• [Aim of the task]
Copy every line of the material, requests included, from the line containing "In this exercise you will tag the palm" down to the last line, and add -136 to each number in the coordinates.

• [Dataset records]
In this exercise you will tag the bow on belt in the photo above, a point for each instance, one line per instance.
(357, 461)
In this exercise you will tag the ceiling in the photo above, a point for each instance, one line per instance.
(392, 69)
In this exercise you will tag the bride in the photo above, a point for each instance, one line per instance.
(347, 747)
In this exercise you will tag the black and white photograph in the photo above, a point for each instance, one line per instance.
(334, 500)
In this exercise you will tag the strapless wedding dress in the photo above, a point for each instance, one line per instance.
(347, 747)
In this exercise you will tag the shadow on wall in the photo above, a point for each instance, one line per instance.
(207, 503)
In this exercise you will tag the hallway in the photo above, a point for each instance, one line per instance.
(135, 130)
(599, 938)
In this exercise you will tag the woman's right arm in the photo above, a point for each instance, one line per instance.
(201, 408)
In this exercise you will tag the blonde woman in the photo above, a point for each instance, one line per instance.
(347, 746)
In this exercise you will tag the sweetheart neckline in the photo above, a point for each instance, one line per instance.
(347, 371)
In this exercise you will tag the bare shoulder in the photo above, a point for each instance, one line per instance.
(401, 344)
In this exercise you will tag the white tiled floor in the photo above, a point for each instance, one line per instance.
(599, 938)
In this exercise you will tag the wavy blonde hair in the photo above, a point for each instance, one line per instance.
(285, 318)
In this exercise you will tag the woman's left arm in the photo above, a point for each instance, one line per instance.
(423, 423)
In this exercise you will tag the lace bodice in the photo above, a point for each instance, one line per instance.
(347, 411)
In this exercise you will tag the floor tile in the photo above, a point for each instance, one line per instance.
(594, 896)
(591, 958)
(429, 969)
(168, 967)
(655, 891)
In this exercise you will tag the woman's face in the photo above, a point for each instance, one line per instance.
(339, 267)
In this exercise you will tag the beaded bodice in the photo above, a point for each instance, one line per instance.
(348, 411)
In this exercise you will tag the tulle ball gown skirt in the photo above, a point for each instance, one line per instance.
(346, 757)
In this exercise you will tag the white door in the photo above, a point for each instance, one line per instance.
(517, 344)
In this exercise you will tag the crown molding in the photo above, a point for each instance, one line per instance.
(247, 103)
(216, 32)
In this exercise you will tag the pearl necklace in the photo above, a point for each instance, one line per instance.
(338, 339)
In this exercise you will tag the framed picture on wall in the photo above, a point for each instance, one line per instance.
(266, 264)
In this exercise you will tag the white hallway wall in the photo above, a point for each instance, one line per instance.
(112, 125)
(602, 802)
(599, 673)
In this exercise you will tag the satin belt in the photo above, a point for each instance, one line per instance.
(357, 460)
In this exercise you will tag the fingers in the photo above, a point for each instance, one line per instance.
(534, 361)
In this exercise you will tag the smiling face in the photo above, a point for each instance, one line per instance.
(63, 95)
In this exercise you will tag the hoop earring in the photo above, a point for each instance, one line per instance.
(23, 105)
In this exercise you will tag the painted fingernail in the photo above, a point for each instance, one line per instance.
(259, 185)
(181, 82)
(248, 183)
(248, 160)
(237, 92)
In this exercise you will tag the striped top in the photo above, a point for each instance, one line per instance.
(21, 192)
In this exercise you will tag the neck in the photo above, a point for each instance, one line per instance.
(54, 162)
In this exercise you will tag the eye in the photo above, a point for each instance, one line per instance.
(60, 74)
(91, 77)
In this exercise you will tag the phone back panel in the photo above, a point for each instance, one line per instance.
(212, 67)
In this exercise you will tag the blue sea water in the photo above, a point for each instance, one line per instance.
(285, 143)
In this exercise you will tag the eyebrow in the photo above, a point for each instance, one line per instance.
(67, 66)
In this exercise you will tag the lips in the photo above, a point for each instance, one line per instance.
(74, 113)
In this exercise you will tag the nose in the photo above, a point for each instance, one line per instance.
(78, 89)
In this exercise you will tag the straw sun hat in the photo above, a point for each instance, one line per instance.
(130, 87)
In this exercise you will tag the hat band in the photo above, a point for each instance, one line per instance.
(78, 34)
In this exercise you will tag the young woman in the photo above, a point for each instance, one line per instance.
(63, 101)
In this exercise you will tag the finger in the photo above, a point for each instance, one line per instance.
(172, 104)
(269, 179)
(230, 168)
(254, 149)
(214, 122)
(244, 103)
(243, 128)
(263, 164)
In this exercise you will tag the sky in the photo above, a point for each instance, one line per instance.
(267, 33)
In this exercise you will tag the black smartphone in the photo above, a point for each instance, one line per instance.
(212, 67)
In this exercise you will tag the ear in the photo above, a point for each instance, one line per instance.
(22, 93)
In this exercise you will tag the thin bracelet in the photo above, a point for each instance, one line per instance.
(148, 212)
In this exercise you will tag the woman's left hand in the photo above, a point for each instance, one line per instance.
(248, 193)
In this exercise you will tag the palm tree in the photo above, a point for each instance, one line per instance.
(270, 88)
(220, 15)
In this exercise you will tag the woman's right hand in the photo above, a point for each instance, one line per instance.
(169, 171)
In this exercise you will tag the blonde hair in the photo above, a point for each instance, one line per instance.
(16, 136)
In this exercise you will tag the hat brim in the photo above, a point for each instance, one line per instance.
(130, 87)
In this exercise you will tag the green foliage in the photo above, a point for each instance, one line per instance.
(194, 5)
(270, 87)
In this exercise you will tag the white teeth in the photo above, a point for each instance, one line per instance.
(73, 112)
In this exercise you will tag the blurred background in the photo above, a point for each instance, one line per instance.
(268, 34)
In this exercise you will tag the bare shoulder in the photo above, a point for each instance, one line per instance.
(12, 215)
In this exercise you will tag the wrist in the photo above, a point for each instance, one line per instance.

• [Solution]
In this exercise you will tag the palm tree in the photo above, a point for each instance, one line per instance.
(134, -48)
(84, -121)
In this exercise you will tag the woman's right hand in the photo above, a point for each instance, one line per instance.
(33, 35)
In this exercise you will tag the blonde hair in the photo above, a point for each instance, one line per instance.
(-120, 0)
In this exercise you will tag the hat brim in the photo above, a point for each instance, one line per instance.
(-6, -49)
In this exercise you will tag the green foliage in the photo above, a point for each instance, one line per instance.
(58, -131)
(134, -49)
In this exercise you will tag the white teeth in the photo above, a point for each instance, one line per instance.
(-63, -24)
In this exercise you will tag the blurred background in the photo above, a point for each instance, one line per instance.
(132, -102)
In this exercise you will tag the bare shoulder in the photo above, a point for each instance, one line per instance.
(-124, 79)
In this exercise you will tag the wrist in the photo above, a point for each instance, one line per instance.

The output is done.